**Passage shown**
BEGIN
As I’ve noted before, Liverpool will be adding £300m-worth of players this summer – simply by moving them from the long-term gym rehabilitation to the training pitches of preseason.
It could be easy to forget – with the focus on Virgil Van Dijk, Joe Gomez, Joel Matip and Jordan Henderson (three big leaders and one super-quick and versatile defender) – how many other players had their 2020/21 ruined or limited by serious injury, and even the few of those able to get fit again in the spring were excluded in the run-in due to the necessity for stability over rotation (in order to protect the totally inexperienced, slow and unfamiliar Nat Phillips and Rhys Williams, who became unlikely heroes in part due to the protection a steady selection policy afforded them, and in part because they were just so diligent and hard-working and, frankly, bloody tall).
This is not about van Dijk, Henderson, Gomez and Matip, but several other players who have had their Liverpool careers blighted by injuries, and how some canny medical interventions (and some good luck) could dramatically change their fortunes.
While I wouldn’t advocate for buying players with bad injury records (depending on what the issues were), we also have to accept that operations can sometimes heal long-term issues (as seen with Ibrahima Konaté’s hip operation, that solved an issue that otherwise would have left him injury-prone), and even seriously durable players – such as van Dijk and Henderson – can get crocked by bad luck or flying goalkeepers.
Indeed, while I’m no physio, I’d argue that, in contrast to Matip, Joe Gomez, for all his absences, is not “injury prone”, because ligaments and leg-breaks are often sustained through some kind of freakish one-off force that no one could withstand, such as an opposition player going straight through you, or an awkward fall.
END
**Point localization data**
BEGIN
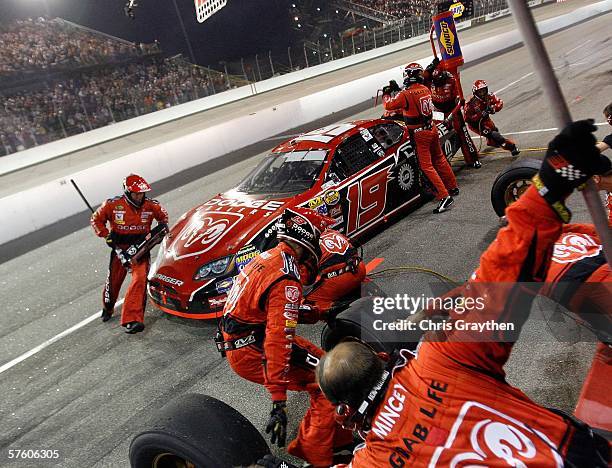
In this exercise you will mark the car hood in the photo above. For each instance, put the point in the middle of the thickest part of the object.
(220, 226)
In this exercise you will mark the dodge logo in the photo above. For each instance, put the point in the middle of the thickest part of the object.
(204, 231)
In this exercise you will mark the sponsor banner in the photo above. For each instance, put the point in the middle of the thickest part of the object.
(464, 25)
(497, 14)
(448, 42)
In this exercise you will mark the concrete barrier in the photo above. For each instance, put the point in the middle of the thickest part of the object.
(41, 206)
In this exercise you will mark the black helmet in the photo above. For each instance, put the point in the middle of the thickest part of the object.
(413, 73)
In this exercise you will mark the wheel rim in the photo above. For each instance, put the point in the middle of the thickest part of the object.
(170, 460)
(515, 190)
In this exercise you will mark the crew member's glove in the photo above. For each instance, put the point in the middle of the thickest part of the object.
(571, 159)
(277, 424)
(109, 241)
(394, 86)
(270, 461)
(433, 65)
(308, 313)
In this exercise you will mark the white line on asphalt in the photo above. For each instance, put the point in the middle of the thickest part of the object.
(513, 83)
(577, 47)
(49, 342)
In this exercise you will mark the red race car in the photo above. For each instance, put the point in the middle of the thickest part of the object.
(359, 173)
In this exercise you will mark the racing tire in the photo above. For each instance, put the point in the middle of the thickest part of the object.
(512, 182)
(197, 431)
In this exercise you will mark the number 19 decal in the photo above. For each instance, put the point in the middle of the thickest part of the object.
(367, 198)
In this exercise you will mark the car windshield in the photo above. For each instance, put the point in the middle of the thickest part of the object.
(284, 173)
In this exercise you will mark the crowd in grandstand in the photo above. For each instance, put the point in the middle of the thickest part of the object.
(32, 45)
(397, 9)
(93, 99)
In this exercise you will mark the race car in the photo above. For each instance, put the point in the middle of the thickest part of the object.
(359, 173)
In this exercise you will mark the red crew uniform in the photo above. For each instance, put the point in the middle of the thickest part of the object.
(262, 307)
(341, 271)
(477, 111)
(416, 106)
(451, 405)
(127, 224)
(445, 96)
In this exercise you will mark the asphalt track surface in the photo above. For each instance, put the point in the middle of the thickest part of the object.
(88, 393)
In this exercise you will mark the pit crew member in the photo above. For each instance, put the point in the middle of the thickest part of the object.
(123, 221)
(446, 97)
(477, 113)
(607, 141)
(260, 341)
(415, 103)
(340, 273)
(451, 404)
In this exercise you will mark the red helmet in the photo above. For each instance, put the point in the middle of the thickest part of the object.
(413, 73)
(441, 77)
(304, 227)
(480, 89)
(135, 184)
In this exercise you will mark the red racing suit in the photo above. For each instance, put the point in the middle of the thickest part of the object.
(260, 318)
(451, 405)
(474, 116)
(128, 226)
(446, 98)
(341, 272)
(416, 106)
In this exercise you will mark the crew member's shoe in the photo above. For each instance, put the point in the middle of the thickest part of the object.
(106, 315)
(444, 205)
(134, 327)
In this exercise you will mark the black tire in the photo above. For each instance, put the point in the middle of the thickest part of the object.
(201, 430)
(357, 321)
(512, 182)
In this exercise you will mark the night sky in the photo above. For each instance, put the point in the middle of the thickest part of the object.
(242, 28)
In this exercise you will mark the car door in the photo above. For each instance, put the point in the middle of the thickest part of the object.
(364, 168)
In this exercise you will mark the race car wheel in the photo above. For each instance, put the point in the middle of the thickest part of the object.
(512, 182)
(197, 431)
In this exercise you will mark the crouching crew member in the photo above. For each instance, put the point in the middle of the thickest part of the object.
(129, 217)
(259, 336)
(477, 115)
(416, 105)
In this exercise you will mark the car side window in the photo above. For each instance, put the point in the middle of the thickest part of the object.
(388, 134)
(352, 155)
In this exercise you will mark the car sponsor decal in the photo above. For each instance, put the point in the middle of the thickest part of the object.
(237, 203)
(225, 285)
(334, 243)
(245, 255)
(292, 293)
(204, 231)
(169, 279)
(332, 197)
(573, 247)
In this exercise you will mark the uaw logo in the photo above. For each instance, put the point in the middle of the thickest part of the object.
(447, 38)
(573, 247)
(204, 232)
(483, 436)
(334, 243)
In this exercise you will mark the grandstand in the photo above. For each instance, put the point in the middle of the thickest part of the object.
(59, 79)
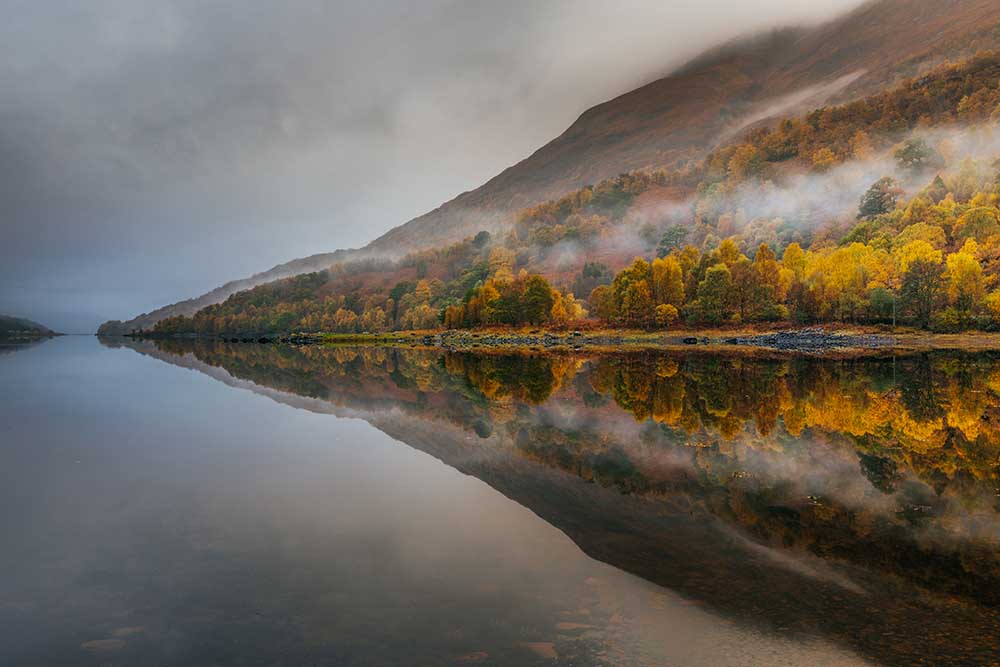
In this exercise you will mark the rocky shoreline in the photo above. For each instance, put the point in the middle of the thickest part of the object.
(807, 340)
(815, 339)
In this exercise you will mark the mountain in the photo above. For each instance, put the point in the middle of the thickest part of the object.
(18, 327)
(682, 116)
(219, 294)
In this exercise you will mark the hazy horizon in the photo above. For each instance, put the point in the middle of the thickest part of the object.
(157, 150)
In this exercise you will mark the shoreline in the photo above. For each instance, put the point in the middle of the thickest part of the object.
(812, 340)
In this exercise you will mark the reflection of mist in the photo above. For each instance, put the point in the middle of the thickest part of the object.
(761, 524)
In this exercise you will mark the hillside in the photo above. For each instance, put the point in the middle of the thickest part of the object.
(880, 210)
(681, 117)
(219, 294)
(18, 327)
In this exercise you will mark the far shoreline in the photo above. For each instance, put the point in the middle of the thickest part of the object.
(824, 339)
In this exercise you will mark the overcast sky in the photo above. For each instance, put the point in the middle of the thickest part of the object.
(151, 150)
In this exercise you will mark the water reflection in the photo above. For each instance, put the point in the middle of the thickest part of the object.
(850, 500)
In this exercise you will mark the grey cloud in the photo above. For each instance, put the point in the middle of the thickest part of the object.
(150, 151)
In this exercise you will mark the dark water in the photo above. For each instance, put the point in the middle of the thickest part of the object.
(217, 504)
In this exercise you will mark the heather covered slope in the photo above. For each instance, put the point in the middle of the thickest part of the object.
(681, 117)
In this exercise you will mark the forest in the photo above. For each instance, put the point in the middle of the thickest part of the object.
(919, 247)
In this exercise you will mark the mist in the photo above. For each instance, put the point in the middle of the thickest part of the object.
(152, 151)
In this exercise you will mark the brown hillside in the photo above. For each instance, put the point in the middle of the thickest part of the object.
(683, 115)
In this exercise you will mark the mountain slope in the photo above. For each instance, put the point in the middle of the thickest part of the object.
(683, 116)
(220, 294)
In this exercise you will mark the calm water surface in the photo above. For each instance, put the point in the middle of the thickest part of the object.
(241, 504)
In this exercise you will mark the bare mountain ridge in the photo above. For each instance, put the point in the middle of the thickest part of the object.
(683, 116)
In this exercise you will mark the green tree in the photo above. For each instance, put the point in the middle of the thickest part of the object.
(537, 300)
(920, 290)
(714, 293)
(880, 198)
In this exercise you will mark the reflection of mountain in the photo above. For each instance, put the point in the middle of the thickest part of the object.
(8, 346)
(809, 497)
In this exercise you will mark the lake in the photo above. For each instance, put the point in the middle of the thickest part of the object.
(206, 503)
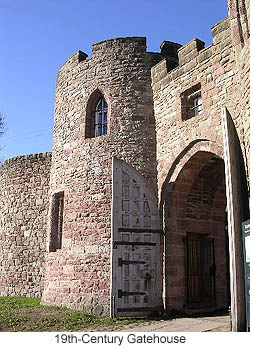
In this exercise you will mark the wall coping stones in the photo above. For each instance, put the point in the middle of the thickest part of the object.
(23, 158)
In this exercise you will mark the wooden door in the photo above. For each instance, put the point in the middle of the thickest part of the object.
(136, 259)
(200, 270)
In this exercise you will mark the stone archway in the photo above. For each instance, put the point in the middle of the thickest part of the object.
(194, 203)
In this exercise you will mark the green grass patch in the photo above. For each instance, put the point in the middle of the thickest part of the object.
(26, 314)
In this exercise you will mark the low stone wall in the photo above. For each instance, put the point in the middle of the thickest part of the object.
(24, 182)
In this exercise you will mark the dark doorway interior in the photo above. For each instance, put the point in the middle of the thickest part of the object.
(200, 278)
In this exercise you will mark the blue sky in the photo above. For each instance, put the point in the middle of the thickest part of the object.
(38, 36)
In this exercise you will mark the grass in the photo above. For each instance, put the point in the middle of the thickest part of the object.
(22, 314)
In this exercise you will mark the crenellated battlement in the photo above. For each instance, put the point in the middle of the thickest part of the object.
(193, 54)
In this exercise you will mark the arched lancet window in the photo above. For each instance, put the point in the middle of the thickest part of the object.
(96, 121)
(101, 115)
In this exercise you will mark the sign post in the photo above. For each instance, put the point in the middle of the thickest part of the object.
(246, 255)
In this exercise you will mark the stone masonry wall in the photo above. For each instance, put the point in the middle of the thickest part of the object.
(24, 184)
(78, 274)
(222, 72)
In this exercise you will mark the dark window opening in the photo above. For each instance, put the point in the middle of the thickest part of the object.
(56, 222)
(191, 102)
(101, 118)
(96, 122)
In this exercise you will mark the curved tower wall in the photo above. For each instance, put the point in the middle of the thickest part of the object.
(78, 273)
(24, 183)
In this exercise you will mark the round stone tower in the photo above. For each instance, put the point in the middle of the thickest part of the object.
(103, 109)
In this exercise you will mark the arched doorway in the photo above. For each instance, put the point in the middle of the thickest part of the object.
END
**Required action**
Print the part of the Liverpool injury article that begins at the words "It could be" and ends after the words "frankly, bloody tall).". These rows were taken from a separate source and are unrelated to the Liverpool injury article.

**Output of the task**
It could be easy to forget – with the focus on Virgil Van Dijk, Joe Gomez, Joel Matip and Jordan Henderson (three big leaders and one super-quick and versatile defender) – how many other players had their 2020/21 ruined or limited by serious injury, and even the few of those able to get fit again in the spring were excluded in the run-in due to the necessity for stability over rotation (in order to protect the totally inexperienced, slow and unfamiliar Nat Phillips and Rhys Williams, who became unlikely heroes in part due to the protection a steady selection policy afforded them, and in part because they were just so diligent and hard-working and, frankly, bloody tall).